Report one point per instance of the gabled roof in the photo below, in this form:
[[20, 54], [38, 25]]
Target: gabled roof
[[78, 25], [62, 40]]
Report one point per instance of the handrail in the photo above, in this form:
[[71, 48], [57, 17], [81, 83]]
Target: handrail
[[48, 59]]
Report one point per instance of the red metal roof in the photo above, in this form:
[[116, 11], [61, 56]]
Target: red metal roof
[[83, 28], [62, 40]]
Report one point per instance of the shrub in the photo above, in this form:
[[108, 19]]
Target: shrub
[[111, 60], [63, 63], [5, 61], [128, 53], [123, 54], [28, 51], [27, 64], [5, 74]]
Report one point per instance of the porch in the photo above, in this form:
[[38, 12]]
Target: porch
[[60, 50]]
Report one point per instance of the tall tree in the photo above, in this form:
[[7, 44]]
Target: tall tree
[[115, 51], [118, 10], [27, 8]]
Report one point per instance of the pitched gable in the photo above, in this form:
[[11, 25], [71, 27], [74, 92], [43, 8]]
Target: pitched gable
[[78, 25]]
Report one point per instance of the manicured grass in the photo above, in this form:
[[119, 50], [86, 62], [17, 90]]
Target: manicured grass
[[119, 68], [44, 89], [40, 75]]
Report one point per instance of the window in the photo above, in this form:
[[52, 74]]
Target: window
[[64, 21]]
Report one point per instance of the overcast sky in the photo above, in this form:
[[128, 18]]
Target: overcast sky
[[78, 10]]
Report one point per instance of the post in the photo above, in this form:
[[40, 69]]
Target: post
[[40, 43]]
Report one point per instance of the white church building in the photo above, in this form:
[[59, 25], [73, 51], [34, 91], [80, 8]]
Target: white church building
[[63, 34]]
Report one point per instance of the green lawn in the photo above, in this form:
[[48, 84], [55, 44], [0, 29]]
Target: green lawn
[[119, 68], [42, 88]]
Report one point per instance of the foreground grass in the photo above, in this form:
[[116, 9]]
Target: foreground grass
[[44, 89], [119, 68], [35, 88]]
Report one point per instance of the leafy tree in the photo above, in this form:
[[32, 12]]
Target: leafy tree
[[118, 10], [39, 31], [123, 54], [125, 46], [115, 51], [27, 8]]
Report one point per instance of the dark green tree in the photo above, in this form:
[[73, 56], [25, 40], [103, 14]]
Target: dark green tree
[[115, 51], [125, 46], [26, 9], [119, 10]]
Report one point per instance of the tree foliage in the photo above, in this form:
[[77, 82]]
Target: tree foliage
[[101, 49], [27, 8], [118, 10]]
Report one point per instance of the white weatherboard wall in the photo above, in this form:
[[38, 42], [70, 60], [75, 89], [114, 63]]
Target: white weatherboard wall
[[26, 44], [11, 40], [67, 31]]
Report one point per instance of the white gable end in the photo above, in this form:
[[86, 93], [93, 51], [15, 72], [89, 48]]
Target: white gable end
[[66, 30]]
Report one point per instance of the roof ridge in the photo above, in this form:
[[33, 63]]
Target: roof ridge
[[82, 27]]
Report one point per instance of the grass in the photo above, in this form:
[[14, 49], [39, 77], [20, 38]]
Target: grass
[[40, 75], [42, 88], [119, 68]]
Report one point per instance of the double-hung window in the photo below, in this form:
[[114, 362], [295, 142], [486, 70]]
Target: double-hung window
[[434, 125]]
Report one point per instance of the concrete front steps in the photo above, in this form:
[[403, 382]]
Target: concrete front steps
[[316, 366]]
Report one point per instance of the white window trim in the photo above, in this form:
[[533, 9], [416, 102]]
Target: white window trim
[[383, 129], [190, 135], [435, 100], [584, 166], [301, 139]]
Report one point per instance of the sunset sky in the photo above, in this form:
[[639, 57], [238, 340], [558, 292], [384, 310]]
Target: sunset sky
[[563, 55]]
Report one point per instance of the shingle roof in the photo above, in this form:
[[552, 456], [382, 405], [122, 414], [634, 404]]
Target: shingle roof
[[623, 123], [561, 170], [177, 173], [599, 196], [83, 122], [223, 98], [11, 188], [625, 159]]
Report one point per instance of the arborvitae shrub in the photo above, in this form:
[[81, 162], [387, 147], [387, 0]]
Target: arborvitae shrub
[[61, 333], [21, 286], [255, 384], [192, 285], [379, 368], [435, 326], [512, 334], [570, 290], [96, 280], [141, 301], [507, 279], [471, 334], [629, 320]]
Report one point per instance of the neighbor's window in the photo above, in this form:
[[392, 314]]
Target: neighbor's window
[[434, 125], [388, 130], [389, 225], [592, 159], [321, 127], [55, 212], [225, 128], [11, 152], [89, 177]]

-*-

Gestellte Aufgabe
Bringe sämtliche Zeilen oben in die Form einer JSON-Liste von Zeichenketten, wobei jede Zeile eine eigene Zeichenkette ergibt. Leerzeilen lässt du weg.

Schriftliche Antwort
[
  "Report one point per instance of the gabled roof in the photo below, in this form:",
  "[[20, 54], [38, 25]]",
  "Target: gabled roof",
  "[[78, 25], [62, 40]]",
  "Report one point per instance of the handrail in the photo above, in this form:",
  "[[71, 48], [57, 17], [81, 83]]",
  "Target: handrail",
  "[[48, 59]]",
  "Report one point per instance of the red metal roof in the photo above, in this form:",
  "[[116, 11], [61, 56]]",
  "Target: red metal roof",
  "[[83, 28], [62, 40]]",
  "Report one point per instance of the shrub in the photo above, in this form:",
  "[[108, 19]]",
  "Target: shrub",
  "[[111, 60], [63, 63], [5, 61], [128, 53], [123, 54], [28, 51], [27, 64], [5, 74]]",
  "Report one point per instance of the porch in the photo above, in this form:",
  "[[38, 12]]",
  "Target: porch",
  "[[60, 50]]",
  "Report one point per instance of the tall tree in the photo above, in this form:",
  "[[7, 44]]",
  "Target: tall tree",
  "[[115, 51], [118, 10], [27, 8]]",
  "Report one point per instance of the pitched gable in the photo above, in this form:",
  "[[11, 25], [71, 27], [74, 92], [43, 8]]",
  "Target: pitched gable",
  "[[78, 25]]",
  "Report one point per instance of the manicured grass in the photo above, in this form:",
  "[[119, 50], [86, 62], [17, 90]]",
  "Target: manicured grass",
  "[[119, 68], [44, 89], [40, 75]]",
  "Report one point per instance of the window in the photo above, in this form:",
  "[[52, 74]]",
  "Target: window",
  "[[64, 21]]",
  "Report one point per instance of the overcast sky in the photo above, in this form:",
  "[[128, 18]]",
  "Target: overcast sky",
  "[[78, 10]]",
  "Report one point per instance of the post in the photo above, in this form:",
  "[[40, 69]]",
  "Target: post",
  "[[40, 43]]",
  "Report one point per instance of the white church building in the photo above, in this form:",
  "[[59, 25], [73, 51], [34, 91], [80, 8]]",
  "Target: white church building",
  "[[63, 34]]",
  "Report one point per instance of the green lawn in the photo above, in this form:",
  "[[48, 84], [55, 44], [0, 29]]",
  "Target: green lawn",
  "[[119, 68], [42, 88]]",
  "Report one point per instance of the foreground grass in the photo above, in this form:",
  "[[116, 9]]",
  "Target: foreground grass",
  "[[44, 89], [119, 68], [35, 88]]",
  "Report one point per instance of the leafy tree in the photo above, in this form:",
  "[[32, 12]]",
  "Target: leafy tree",
  "[[118, 10], [39, 31], [123, 54], [125, 46], [115, 51], [27, 8]]",
  "Report one point per instance of the dark green tree in the photo above, in this form:",
  "[[73, 56], [25, 40], [103, 14]]",
  "Target: dark green tree",
  "[[115, 51], [125, 46], [26, 9], [119, 10]]",
  "Report one point per instance of the tree foliage in the photo above, in this form:",
  "[[77, 82]]",
  "Target: tree foliage",
  "[[101, 49], [27, 8], [118, 10]]",
  "Report one point per instance of the white weatherboard wall in the photo above, in this form:",
  "[[38, 42], [70, 60], [75, 89], [114, 63]]",
  "Target: white weatherboard wall",
  "[[26, 44], [11, 40], [67, 31]]",
  "Report one point per instance of the white gable end in the photo above, in this form:",
  "[[86, 93], [93, 51], [15, 72], [89, 48]]",
  "Target: white gable end",
  "[[66, 30]]",
  "Report one point per instance of the roof ridge in the photo above, in this form:",
  "[[33, 63]]",
  "Target: roof ridge",
  "[[82, 27]]",
  "Report one point per instance of the grass in the photo above, in this form:",
  "[[14, 49], [39, 77], [20, 38]]",
  "Target: grass",
  "[[40, 75], [42, 88], [119, 68]]",
  "Report one point per instance of the double-hung window in the photo below, in this form:",
  "[[114, 362], [295, 142], [486, 70]]",
  "Target: double-hung window",
  "[[434, 125]]",
  "Report one point per instance of the concrete front steps in the photo above, in this form:",
  "[[403, 382]]",
  "Target: concrete front steps",
  "[[316, 366]]",
  "Report one point per instance of the white window trim in the photo above, in this form:",
  "[[533, 9], [416, 102]]",
  "Target: white window trim",
  "[[383, 129], [190, 135], [435, 100], [584, 166], [301, 139]]",
  "Report one point per instance of the sunset sky in the photo above, in this form:",
  "[[639, 57], [238, 340], [558, 292], [384, 310]]",
  "Target: sunset sky",
  "[[563, 55]]",
  "Report one point per instance of the shingle roof in the photo above, in this form:",
  "[[552, 456], [382, 405], [122, 414], [634, 404]]",
  "Target: shingle roof",
  "[[623, 123], [561, 170], [177, 173], [599, 196], [83, 122], [223, 98], [11, 188], [625, 159]]",
  "Report one point per instance of the arborvitae shrub in the photo above, in this form:",
  "[[81, 162], [387, 147], [387, 0]]",
  "Target: arborvitae shrub",
  "[[61, 333], [21, 286], [255, 384], [192, 285], [379, 368], [435, 326], [512, 334], [570, 290], [96, 280], [141, 301], [507, 279], [471, 334], [629, 320]]",
  "Report one point per instance of the neighbor's window in the photo above, in this form:",
  "[[392, 314]]",
  "Target: neighbor's window",
  "[[434, 125], [388, 130], [389, 225], [592, 159], [321, 127], [55, 212], [225, 128], [11, 152], [89, 177]]"
]